■ WRITTEN REQUEST: Retype the entries below word for word, from the very first line through the line containing "x=834, y=438", with both ends included, and leave the pictures out of your copy.

■ ROWS:
=-=-=-=-=
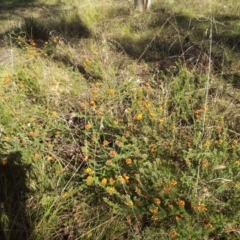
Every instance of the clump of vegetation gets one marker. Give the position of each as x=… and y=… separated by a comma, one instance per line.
x=120, y=125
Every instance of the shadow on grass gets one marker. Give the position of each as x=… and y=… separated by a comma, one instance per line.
x=13, y=190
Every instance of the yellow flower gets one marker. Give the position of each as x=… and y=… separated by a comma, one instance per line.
x=128, y=161
x=89, y=171
x=89, y=180
x=138, y=116
x=104, y=181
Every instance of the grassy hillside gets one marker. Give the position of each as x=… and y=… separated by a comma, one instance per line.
x=116, y=124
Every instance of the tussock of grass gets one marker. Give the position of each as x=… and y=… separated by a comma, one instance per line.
x=120, y=125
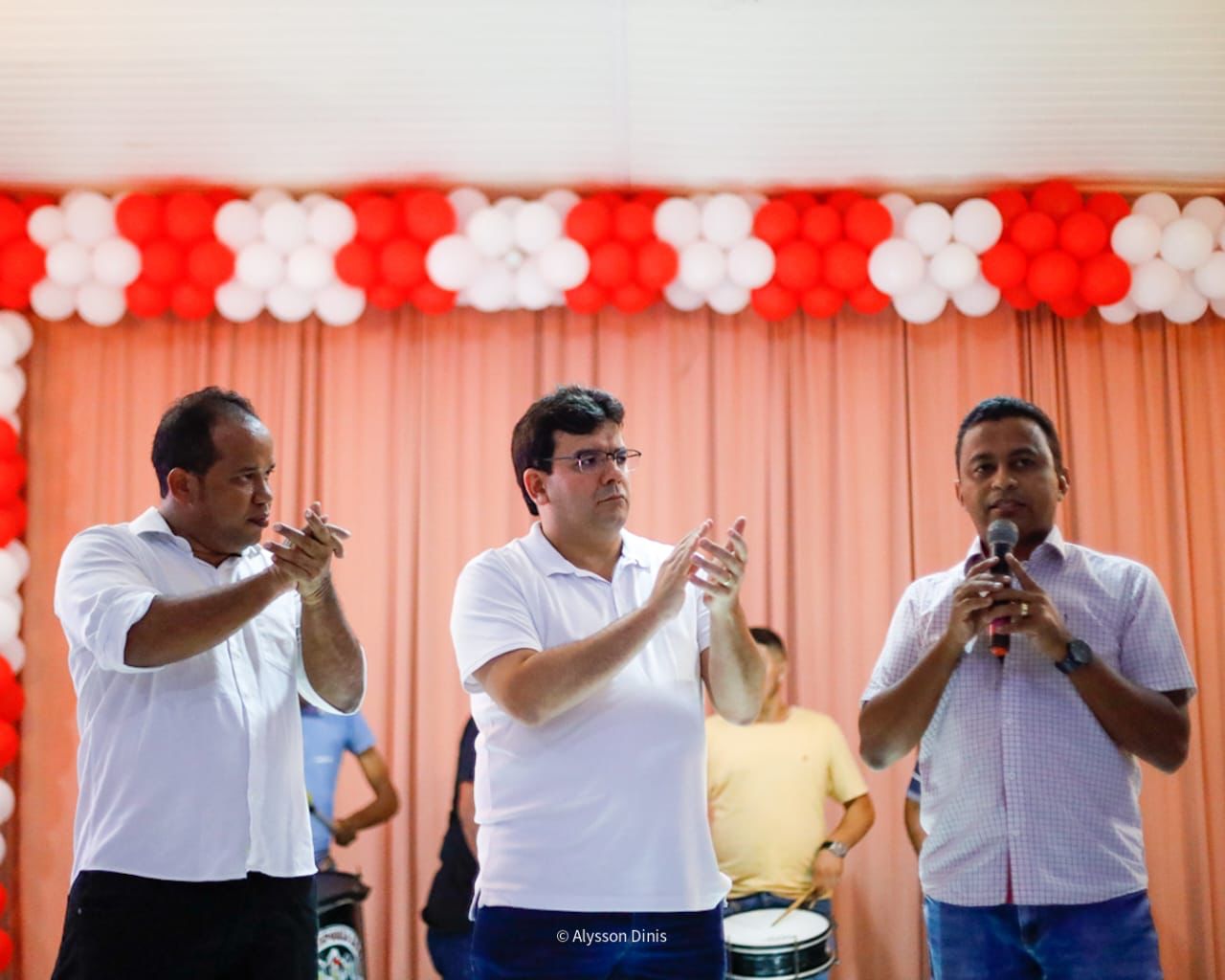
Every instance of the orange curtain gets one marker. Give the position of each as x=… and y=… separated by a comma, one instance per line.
x=834, y=438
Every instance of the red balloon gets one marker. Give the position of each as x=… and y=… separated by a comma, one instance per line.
x=821, y=224
x=429, y=215
x=867, y=299
x=1083, y=234
x=189, y=217
x=1034, y=232
x=402, y=262
x=1110, y=206
x=634, y=223
x=777, y=222
x=612, y=265
x=845, y=266
x=797, y=266
x=432, y=299
x=821, y=301
x=867, y=223
x=1057, y=197
x=1003, y=265
x=147, y=299
x=22, y=262
x=1105, y=279
x=587, y=298
x=657, y=263
x=162, y=262
x=12, y=219
x=590, y=223
x=377, y=218
x=1010, y=202
x=773, y=301
x=357, y=265
x=139, y=217
x=191, y=301
x=210, y=263
x=1053, y=275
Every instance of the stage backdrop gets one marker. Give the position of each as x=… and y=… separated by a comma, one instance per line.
x=835, y=438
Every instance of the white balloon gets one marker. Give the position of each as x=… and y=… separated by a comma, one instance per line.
x=236, y=224
x=1208, y=211
x=289, y=304
x=100, y=305
x=1154, y=284
x=978, y=223
x=340, y=305
x=923, y=304
x=1136, y=239
x=46, y=226
x=491, y=232
x=930, y=227
x=751, y=263
x=976, y=299
x=90, y=217
x=1210, y=278
x=536, y=224
x=52, y=301
x=331, y=223
x=117, y=261
x=1159, y=206
x=493, y=289
x=896, y=266
x=564, y=263
x=953, y=267
x=900, y=206
x=726, y=218
x=702, y=266
x=237, y=302
x=678, y=222
x=680, y=297
x=69, y=263
x=452, y=262
x=1186, y=244
x=284, y=226
x=727, y=298
x=260, y=266
x=310, y=267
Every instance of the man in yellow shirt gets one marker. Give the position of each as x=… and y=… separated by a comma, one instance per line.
x=767, y=786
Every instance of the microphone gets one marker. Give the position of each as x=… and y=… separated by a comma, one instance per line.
x=1002, y=534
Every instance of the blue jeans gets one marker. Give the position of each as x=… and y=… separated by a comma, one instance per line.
x=450, y=953
x=1112, y=940
x=512, y=944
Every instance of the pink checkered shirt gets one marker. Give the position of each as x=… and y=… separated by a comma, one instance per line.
x=1017, y=773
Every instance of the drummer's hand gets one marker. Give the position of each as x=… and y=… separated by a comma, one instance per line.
x=827, y=870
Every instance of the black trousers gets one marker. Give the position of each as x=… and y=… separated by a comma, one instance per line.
x=145, y=928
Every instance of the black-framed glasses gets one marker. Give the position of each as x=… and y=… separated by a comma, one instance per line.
x=589, y=460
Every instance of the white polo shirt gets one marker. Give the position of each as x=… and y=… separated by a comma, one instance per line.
x=190, y=770
x=602, y=809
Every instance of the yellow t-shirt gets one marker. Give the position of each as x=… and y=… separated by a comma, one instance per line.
x=767, y=784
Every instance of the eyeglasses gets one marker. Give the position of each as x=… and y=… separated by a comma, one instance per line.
x=589, y=460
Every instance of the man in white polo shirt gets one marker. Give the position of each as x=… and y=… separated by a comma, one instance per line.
x=586, y=650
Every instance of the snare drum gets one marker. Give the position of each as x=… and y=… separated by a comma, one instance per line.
x=800, y=946
x=338, y=902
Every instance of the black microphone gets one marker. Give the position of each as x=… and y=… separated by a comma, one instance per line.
x=1002, y=534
=-=-=-=-=
■ CORRECT OUTPUT:
Every instance of the clump of vegetation gets one marker. Give the position of each as x=… and y=… separated by a comma, one instance per line.
x=120, y=125
Every instance of the shadow on grass gets one marker. Give the position of each as x=… and y=… separated by a comma, one instance per line.
x=13, y=190
Every instance of the yellow flower gets one marker. Give the position of each as x=… and y=… separated by a comma, one instance per line.
x=128, y=161
x=89, y=171
x=89, y=180
x=138, y=116
x=104, y=181
Every instance of the grassy hillside gets one marker. Give the position of each as x=… and y=… separated by a comma, one instance per line.
x=116, y=124
Every instance of the tussock of grass gets one marker. Give the position of each as x=… and y=… separated by a comma, one instance per line.
x=120, y=125
Every instance of the orange curtain gets one marker. Give the position of each as x=… and y=… separated by a comma, one instance per line.
x=834, y=438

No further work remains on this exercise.